Vorgegebener Text:

◇ ◇ ◇ ◇ ◇ ◇ ◇

# .jpg-Bild auf andere Position verschieben



## anfaenger123 (26. Aug 2010)

Hallo,
leider weiß ich nicht genau, ob ich hier richtig bin, denn eigentlich hätte ich auch ins Anfängerforum schreiben können, es geht aber um ein Spiel. Ich möchte nämlich ein einfaches Monopoly programmieren. Die Spielfigur (ein .jpg-Bild) soll sofort von der Start- auf die Zielposition springen, wobei ich die Startposition aber nicht abfragen möchte. Wie kann ich das realisieren?
Ich hoffe, ihr versteht, was ich meine.

Vielen Dank schonmal im Voraus!


----------



## hemeroc (26. Aug 2010)

Hmm, das kann dir so pauschal sicher niemand beantworten.
Hast du denn schon code?

◇ ◇ ◇ ◇ ◇ ◇ ◇

Zu lösende Aufgaben:
1/ Ändere im Forenthread zum Verschieben eines .jpg-Bildes den Abschnitt beginnend mit „# .jpg-Bild auf“ und weiter bis „was ich meine.“, indem du „Monopoly“ durch „Mühlespiel“ ersetzt.
2/ Fasse im Forenthread zum Verschieben eines .jpg-Bildes den Absatz, der mit „leider weiß ich nicht genau“ beginnt, als kurze Stichpunktliste zusammen.
3/ Setze den Forenthread zum Verschieben eines .jpg-Bildes nach dem letzten Beitrag fort.
Die nachstehenden Zeilen stammen aus einer anderen Quelle.

Bereitgestellte Daten:
◇ ◇ ◇ ◇ ◇ ◇ ◇

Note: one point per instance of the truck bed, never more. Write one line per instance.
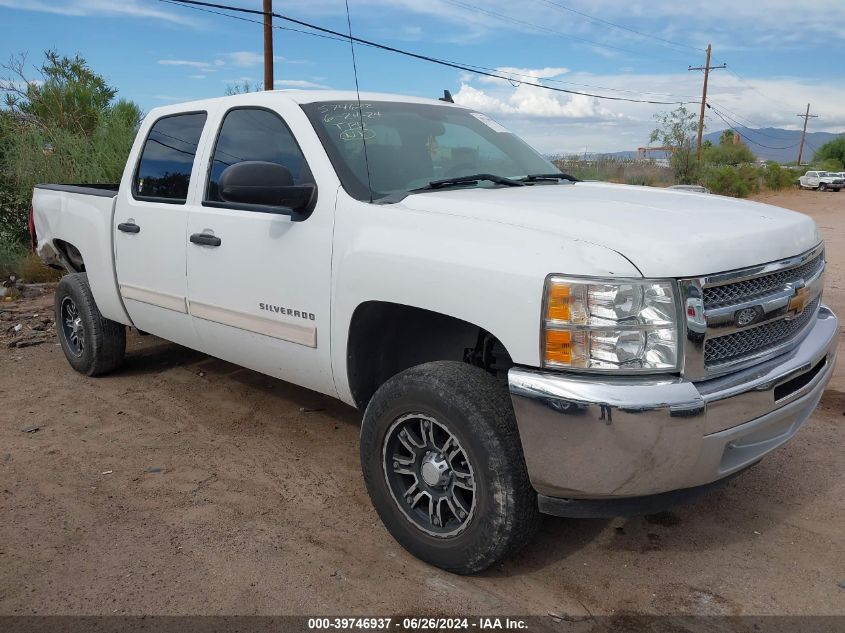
(77, 219)
(106, 190)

◇ ◇ ◇ ◇ ◇ ◇ ◇

Ergebnisse je Aufgabe:
1/
# .jpg-Bild auf andere Position verschieben



## anfaenger123 (26. Aug 2010)

Hallo,
leider weiß ich nicht genau, ob ich hier richtig bin, denn eigentlich hätte ich auch ins Anfängerforum schreiben können, es geht aber um ein Spiel. Ich möchte nämlich ein einfaches Mühlespiel programmieren. Die Spielfigur (ein .jpg-Bild) soll sofort von der Start- auf die Zielposition springen, wobei ich die Startposition aber nicht abfragen möchte. Wie kann ich das realisieren?
Ich hoffe, ihr versteht, was ich meine.

2/
- Unklar, ob das Thema ins Anfängerforum gehört; es geht aber um ein Spiel.
- Ziel: ein einfaches Monopoly programmieren.
- Die Spielfigur (ein .jpg-Bild) soll sofort von der Start- auf die Zielposition springen.
- Die Startposition soll dabei nicht abgefragt werden.
- Frage: Wie lässt sich das umsetzen?

3/
Hast du dich schon mit der allgemeinen darstellung von Bildern in Java beschäftigt?
Verwendest du Swing für dein Spiel oder etwas anderes wie Java3D/OpenGL oder ähnliches?
Ohne solche Informationen und einer etwas präziserern Fragestellung glaube ich nicht das dir jemand helfen kann.
LG
Hemeroc


----------



## JuniorInformat. (26. Aug 2010)

also irgendwie verstehe ich nicht genau was du meinst und ich hab auch keine ahnung was Monopoly ist.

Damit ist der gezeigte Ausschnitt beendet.